● Selected text
╔══

(Pictured: ELNM student Vone Phouiphainh)
Marylhurst University’s English Literature and New Media student Vone Phouiphainh talks about how he is developing his writing skills and expanding his ability to navigate the creative side of new media.
What does English and New Media mean to you?
It means taking literature of any genre, and studying and applying their relevance to our current, digital world in an effort to create something great and magical.
What drew you to the ELNM program at Marylhurst?
The opportunity to hone and expand my love for literature; and the hope to apply this newfound knowledge to my life and future career.
What Modes of expression/Multimedia do you work with in ELNM?
During Orientation, each student was given an iPad so I’ve become well-versed in its use, along with several apps. Besides the iPad, the ELNM cohort mainly uses Twitter, Blogging, YouTube; and we’ve engaged in Google Hangout and video chats.
What type of writing do you do most often for your work in ELNM?

╚══

● Dataset
╔══

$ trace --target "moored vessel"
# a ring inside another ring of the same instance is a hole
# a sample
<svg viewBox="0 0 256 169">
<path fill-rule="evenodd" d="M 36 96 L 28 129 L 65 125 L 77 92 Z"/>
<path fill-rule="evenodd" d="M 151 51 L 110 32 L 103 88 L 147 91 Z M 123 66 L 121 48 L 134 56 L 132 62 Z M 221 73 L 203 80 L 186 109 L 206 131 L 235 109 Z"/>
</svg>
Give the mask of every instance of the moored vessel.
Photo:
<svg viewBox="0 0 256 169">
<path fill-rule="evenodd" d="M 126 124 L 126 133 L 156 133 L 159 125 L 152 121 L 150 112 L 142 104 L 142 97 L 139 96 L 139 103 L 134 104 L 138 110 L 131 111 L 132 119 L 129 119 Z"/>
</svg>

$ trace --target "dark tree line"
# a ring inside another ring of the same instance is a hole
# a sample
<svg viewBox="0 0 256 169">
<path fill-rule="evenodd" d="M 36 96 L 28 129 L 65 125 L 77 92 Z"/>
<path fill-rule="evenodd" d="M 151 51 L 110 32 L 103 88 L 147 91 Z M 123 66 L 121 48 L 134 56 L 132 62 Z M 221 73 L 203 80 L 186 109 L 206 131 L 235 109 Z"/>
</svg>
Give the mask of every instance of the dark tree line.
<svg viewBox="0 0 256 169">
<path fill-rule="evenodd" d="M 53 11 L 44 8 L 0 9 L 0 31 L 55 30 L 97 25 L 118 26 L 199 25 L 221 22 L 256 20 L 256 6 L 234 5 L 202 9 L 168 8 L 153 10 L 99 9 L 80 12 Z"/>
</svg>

╚══
╔══

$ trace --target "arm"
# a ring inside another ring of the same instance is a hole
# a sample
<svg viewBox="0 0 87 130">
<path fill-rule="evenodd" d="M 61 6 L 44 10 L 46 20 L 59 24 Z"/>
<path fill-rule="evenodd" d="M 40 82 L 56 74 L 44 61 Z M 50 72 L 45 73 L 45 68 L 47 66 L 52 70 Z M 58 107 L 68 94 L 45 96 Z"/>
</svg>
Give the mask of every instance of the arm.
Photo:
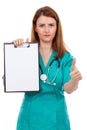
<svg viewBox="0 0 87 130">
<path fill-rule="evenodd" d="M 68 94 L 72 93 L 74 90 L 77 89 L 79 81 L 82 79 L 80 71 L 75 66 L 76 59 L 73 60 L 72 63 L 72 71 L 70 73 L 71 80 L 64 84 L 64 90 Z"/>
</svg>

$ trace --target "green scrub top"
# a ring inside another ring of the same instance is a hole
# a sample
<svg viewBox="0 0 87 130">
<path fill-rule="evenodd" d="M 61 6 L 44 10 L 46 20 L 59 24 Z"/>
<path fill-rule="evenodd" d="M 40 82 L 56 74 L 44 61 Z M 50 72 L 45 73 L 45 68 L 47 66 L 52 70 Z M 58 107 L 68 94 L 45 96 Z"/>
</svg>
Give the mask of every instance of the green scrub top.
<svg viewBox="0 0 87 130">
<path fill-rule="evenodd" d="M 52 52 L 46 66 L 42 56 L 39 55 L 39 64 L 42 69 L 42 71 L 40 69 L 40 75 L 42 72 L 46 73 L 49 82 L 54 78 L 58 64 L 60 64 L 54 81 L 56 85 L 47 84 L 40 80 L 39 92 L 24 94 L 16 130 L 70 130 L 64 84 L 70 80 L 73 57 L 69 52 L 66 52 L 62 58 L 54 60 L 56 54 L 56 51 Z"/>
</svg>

╚══

● What you need to do
**A.** Could you write out the part of the student interview between "(Pictured: ELNM student" and "great and magical.", inclusive?
**B.** Which lines in the rows contain the string "scrub"? Extract each one, treating case as significant.

● Results by task
**A.**
(Pictured: ELNM student Vone Phouiphainh)
Marylhurst University’s English Literature and New Media student Vone Phouiphainh talks about how he is developing his writing skills and expanding his ability to navigate the creative side of new media.
What does English and New Media mean to you?
It means taking literature of any genre, and studying and applying their relevance to our current, digital world in an effort to create something great and magical.

**B.**
$ trace --target "green scrub top"
Give the mask of every instance of the green scrub top.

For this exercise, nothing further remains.